═══ Document passage ═══
Modeling reference data in RavenDB
The question came up in the Mailing list, and I thought it would be a good thing to post about.
How do you handle reference data in RavenDB? The typical example in most applications would be something like the list of states, their names and abbreviations. You might want to refer to a state by its abbreviation, but still allow for something like this:
How do you handle this in RavenDB? Using a relational database, you would probably have a separate table just for states, and it is certainly possible to create something similar to that in RavenDB:
The problem with this approach is that is it a very wrong headed approach one for a document database. In a relational database, you have no choice but to threat anything that has many items as a table with many rows. In a document database, we have much better alternatives.
Instead of threating each state as an individual document, we can treat them as a whole value, like this:
In the sample, I included just a couple of states, but I think that you get the idea. Note the name of this document “Config/States”.
What are the benefits of this approach?
- We only have to retrieve a single document.
- We are almost always going to treat the states as a list, never as individual items.
- There is never a transactional boundary for modifying just a single state.
In fact, I would usually say that this isn’t good enough. I would try to centralized any/all of the reference data that we use in the application into a single document. There is a high likelihood that it would be a fairly small document even after doing so, and it would be insanely easy to cache.
Comments
This is a nice approach but has a drawback: sometimes you need to modify your dictionaries or let your customer modify them. In case of sql database it's a simple insert/update, but in Raven you'll have to edit Json document that can get huge and unmaintainable if there are many dictionaries. Of course you could provide a CRUD gui for that purpose but it's an additional burden for develpoers.
@Rafal
With the Raven Client API it's not that hard, you certainly don't have to edit the Json directly. You just do something like this:
var stateLookup = session.Load<List<State>("Config/states"); ... make changes.. session.Store(stateLookup)
How would you handle localization of those values?
@braco
I guess one way is to have several docs, "Config/en-gb/States", "Config/fr-ca/States", "Config/en-ca/States" etc
@Matt Great, you have shown that Raven has API. And? Am I supposed to tell my customer that they can write a simple program to update a list? Almost everyone in IT can use SQL to modify data and it's quite common practice, but with Raven it's not so easy. Especially if all static data is in a huge Json document.
Please don't threat all those poor many-item'ed tables and states, they are but artifacts of sick minds.
Rafal,
As a serious developers you wouldn't want your customers to insert and update rows in a SQL-table manually but instead have a simple UI for that. In a RDBMS situation it is even more critical since you have to maintain forey-key-relations and I would doubt that someone who gives his customers database-access can assure that he has all the key-constraints set-up correctly in SQL-server...
From the developer perspective, the only drawback I find here is the work needed to maintain the relation, but because the names of states aren't likely to change it doesn't matter here.
not familiar with ravendb, so my question may look dumb, but I'm wondering how mailing list entity looks like (reference to state) and how you load state for each of mailing list item, what displaying grid of mailing list items.
@Matt What happens if you've got a few documents using the same States document and you need to update one or a few states? Will that still work: var stateLookup = session.Load("Config/states"); ... make changes.. session.Store(stateLookup)
═══ Data excerpts ═══
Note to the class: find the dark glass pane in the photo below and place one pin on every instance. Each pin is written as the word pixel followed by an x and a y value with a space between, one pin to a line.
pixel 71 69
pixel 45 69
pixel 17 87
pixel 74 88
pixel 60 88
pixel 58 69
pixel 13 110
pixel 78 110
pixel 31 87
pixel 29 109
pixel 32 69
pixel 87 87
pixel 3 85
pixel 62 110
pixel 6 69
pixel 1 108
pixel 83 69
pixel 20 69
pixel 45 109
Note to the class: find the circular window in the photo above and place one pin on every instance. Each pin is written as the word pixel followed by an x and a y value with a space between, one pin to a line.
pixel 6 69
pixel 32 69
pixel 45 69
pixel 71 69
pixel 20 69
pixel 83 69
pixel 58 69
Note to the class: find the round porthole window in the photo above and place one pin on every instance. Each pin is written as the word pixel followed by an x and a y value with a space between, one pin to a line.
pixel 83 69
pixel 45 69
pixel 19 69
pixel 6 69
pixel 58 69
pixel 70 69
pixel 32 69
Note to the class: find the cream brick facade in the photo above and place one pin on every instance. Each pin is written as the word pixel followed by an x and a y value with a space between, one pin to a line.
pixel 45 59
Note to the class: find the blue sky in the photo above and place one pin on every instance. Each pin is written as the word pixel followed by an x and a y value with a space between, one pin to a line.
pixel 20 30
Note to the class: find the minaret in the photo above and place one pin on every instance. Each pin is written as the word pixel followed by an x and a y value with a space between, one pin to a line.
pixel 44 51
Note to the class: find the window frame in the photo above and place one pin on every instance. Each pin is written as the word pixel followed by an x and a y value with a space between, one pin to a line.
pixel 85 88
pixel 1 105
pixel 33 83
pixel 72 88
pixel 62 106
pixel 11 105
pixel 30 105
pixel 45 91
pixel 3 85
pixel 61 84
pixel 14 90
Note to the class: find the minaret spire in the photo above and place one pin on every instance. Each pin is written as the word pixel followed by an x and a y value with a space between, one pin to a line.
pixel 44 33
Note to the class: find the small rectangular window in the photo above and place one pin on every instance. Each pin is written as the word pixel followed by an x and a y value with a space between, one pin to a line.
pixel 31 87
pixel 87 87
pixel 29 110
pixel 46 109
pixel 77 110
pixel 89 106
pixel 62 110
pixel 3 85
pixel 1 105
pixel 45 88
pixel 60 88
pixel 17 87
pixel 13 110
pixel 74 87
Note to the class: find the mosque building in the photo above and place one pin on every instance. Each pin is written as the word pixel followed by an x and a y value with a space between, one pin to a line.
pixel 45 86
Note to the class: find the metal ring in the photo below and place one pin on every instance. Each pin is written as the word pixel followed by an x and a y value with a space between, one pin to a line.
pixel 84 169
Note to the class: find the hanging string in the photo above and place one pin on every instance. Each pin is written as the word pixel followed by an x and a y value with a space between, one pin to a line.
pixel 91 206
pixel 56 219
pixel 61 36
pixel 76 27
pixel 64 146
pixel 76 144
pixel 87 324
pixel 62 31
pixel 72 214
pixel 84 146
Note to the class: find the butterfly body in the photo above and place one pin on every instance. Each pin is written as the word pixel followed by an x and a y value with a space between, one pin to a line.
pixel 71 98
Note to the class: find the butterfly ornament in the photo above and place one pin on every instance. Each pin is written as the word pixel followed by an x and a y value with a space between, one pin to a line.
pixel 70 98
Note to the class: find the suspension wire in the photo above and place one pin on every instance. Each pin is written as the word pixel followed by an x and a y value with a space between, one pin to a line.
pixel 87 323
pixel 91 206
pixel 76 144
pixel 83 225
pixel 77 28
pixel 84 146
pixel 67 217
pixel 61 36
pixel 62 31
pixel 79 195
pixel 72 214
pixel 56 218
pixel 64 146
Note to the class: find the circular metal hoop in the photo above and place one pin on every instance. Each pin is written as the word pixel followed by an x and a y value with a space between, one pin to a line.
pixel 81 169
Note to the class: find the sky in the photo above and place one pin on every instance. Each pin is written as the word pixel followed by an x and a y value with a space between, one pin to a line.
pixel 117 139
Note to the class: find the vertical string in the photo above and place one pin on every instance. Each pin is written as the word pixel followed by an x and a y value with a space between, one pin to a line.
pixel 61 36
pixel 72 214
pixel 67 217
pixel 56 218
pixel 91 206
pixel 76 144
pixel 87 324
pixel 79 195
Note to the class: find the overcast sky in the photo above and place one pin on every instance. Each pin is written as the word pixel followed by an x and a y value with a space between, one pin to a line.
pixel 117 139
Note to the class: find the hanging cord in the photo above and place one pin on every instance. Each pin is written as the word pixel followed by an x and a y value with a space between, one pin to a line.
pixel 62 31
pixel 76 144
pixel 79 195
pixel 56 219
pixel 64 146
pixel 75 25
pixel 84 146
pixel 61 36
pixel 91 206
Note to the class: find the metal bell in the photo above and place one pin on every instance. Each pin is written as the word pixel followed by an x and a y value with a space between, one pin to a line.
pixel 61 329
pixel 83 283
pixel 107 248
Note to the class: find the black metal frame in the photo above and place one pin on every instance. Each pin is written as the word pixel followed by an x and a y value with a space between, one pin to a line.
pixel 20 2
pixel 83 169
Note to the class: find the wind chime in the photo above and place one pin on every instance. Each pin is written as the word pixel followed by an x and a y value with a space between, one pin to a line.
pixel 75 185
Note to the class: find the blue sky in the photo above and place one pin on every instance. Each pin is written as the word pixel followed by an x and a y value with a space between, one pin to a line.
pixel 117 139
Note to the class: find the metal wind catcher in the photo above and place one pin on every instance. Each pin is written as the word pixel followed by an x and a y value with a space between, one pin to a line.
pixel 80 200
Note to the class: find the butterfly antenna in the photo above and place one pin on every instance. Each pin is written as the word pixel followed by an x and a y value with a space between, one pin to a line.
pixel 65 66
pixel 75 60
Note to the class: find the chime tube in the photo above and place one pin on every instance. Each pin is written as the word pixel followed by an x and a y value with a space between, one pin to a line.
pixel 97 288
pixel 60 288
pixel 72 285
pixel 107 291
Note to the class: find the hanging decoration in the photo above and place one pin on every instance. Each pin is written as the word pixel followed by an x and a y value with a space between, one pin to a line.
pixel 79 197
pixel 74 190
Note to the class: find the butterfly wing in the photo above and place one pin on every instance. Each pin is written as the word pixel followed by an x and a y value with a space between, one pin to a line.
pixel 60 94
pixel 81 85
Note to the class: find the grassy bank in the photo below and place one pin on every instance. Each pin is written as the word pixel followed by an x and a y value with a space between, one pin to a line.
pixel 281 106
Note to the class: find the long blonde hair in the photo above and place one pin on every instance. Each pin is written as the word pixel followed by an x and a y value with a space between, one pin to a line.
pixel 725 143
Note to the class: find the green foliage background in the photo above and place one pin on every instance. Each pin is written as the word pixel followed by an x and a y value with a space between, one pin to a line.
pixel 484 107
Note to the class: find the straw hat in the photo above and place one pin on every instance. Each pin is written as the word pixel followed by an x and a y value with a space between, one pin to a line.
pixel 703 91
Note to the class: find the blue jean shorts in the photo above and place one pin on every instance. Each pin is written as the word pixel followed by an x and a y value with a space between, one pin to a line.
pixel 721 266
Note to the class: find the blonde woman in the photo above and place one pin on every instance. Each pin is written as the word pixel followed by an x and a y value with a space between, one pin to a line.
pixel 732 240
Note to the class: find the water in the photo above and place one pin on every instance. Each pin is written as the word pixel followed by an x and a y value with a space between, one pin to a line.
═══
• [Your tasks]:
(A) Reproduce verbatim the passage of the RavenDB reference data post that opens with the words containing "From the developer" and closes with "mailing list items.".
(B) Pick up the RavenDB reference data post after its final sentence and continue writing it.

• [Results]:
(A)
From the developer perspective, the only drawback I find here is the work needed to maintain the relation, but because the names of states aren't likely to change it doesn't matter here.
not familiar with ravendb, so my question may look dumb, but I'm wondering how mailing list entity looks like (reference to state) and how you load state for each of mailing list item, what displaying grid of mailing list items.

(B)
@Giedrius this is document DB, not a relational DB. there isn't a relationship between the states config and the mailing list. Instead you would save the state information directly in the the mailing list document.
This is the most difficult concept for developers coming from a relational data background. they ask "how does data persistance work without relations?" or "how do I make raven work like a RDBMS?". for more information on this check out Ayende's nosql tag.
@Rafal
I didn't realize that you were talking about letting the customer edit database tables by hand. In that case, is it really much easier for them to write SQL insert/update statements than using the RavenDB management studio and editing a Json doc?
See http://blogs.hibernatingrhinos.com/5/ravendb-in-practice-part-1-an-introduction-to-ravendb for screen-shots.
BTW I'm not pretending that RavenDB and doc-databases are the answer to everything, just that they make some things easy.
@Nieve
RavenDB has transactions and writing a doc is fully ACID, so the next time you load the doc you'll get the new values. The line I missed out from the code sample was: session.SaveChanges()
This writes the doc to the store as an atomic transaction, see http://ravendb.net/documentation/client-api/docs-documentsession-characteristics for more info.
Rafal, What is the problem with modifying the document? That is what RavenDB is _for_.
Bavo,
{ "States": [ { "Name": [ { "Culture": "en", "Value": "Texas"}, { "Culture": "fr", "Value": "French Texas" } ], "Abbrevation": "TX" } ] }
Rafal, I still fail to see the problem. RavenDB has a management UI that you can use. Beside, if you are advocating FOR having random people execute SQL against the production db, you lost me
What’s the cut off limit for this approach? I thinking what if you’re reference data was very city and town in the US rather than just a list of states? I guess this would still fit in memory without too much of a problem, but if you were going to provide some sort of auto-complete on this then you’d need to provide some sort of efficient way of search this, if each was a document in RavenDb then you could just use an index to ensure an efficient search time on the fields you’re interested in.
Robert, You can still use an index to search inside a single document. Cut off point would be greater than a few megs, but I would probably do is something like: Config/States Config/Texas/Cities Config/Florida/Cities
Etc
And what is the best approach to store this inside a NoSql "db"?
Address Street Country (reference) State (reference) Country Code Name-En/Name-Nl/etc. States (one or more states)
And when showing an address to the user it should show: Street Country.Name-Nl (current culture) State.Name-Nl (current culture)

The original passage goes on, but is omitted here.